PAGE EXCERPT:

------------------------------------------------------------------------

No, I mean German-Czech-Polish-influenced wakes in Central Texas.
You know: funeral, everyone brings casseroles and barbecue and sausage back to the house and cries, beer starts at two (because barbecue), subtle margarita transition by three, and then everyone's like fuck it and the cases of Wild Turkey and Crown Royal come out, triple strength margaritas are mixed, and the Great Aunts and Weird Cousin unpack the equivalent of two liquor cabinets from the back of the truck.
Ten minutes in: everyone talks about the shitty church hat Aunt F wore with a segue into how she banged Uncle F's brother and the deceased who is totally a saint except actually what did happen with his first wife in California? Related SomefuckingHow J goes off on everyone but in Czech, one to three grandmothers tell their husbands they're shitty lays and always have been, Great Great Great Aunt who still speaks fluent German drags out eight decades of family warfare, and if the original participants are dead, their kids, grandkids and great-grandkids pick up the standard, and you find out your first cousin's biological father may now be something of a question mark. Also, Mom and Aunt hate each other and express it with broken glasses after two shots but six shots later are sobbing their apologies into each other's arms.
Four fights between married couples, four to eight cases of dramatically ugly crying (half will be men), and by nine, all the women eighteen and older are in the backyard with giant sour pickles on sticks waving them in the faces of men who may or may not be passed out, there's no way to tell. Police stop by at ten-thirty and ten minutes before midnight, then everyone takes a breather before a quick liquor run, craps, and poker until four, and hugs it out before going home.
(God, I miss those days; it was great. )
Yeah, that's tumblr right now.

------------------------------------------------------------------------

STUDY MATERIAL:
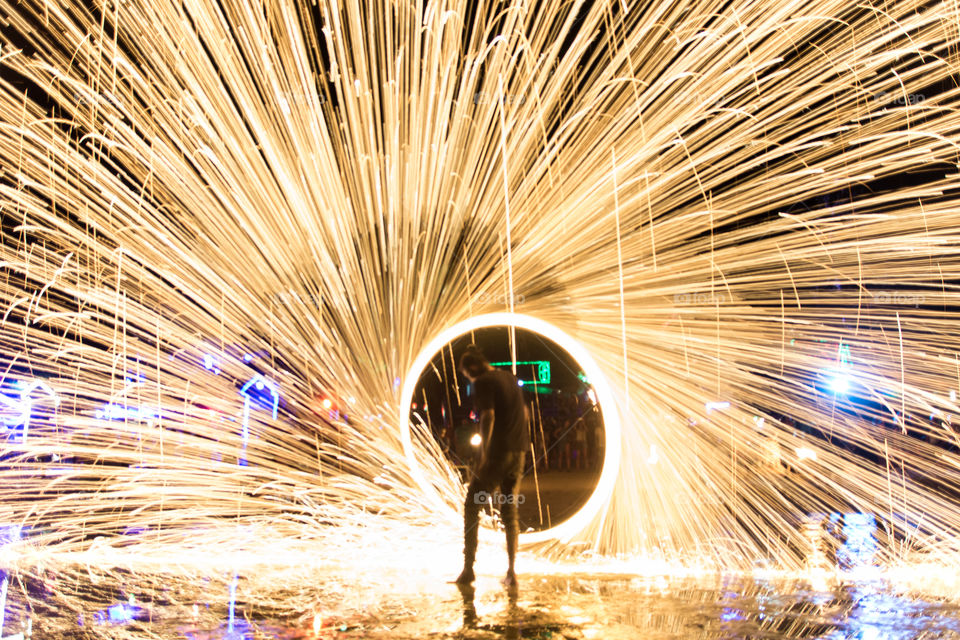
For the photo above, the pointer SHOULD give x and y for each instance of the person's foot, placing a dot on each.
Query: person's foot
(466, 577)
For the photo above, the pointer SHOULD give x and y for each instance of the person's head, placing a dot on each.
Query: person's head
(473, 363)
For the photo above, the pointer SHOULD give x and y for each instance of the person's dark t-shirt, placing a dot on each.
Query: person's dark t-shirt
(500, 391)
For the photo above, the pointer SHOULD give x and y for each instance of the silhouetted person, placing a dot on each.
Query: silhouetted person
(505, 440)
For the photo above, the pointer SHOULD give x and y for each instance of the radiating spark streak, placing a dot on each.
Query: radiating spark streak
(330, 190)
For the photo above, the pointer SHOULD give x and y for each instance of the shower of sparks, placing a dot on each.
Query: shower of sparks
(197, 193)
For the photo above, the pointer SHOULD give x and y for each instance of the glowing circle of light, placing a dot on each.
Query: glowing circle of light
(567, 529)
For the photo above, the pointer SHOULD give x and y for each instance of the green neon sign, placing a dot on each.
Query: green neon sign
(543, 370)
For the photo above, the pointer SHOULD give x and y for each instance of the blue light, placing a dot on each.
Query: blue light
(3, 603)
(120, 614)
(211, 364)
(262, 392)
(10, 533)
(839, 383)
(114, 411)
(18, 410)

------------------------------------------------------------------------

EXERCISE 1: List every drink named in the description of Central Texas wakes.
EXERCISE 2: Summarize the description of Central Texas wakes in three sentences.
The entries play no part in this work.

SOLUTION 1: Beer, margaritas, Wild Turkey, Crown Royal

SOLUTION 2: After the funeral at these German-Czech-Polish-influenced wakes in Central Texas, everyone brings food back to the house, and the drinking moves from beer to margaritas to cases of harder liquor. Gossip, decades of family feuds, fights between married couples and ugly crying follow, and police stop by twice before the night ends with craps and poker until four and hugs before going home. The writer says they miss those days and that this is what tumblr is like right now.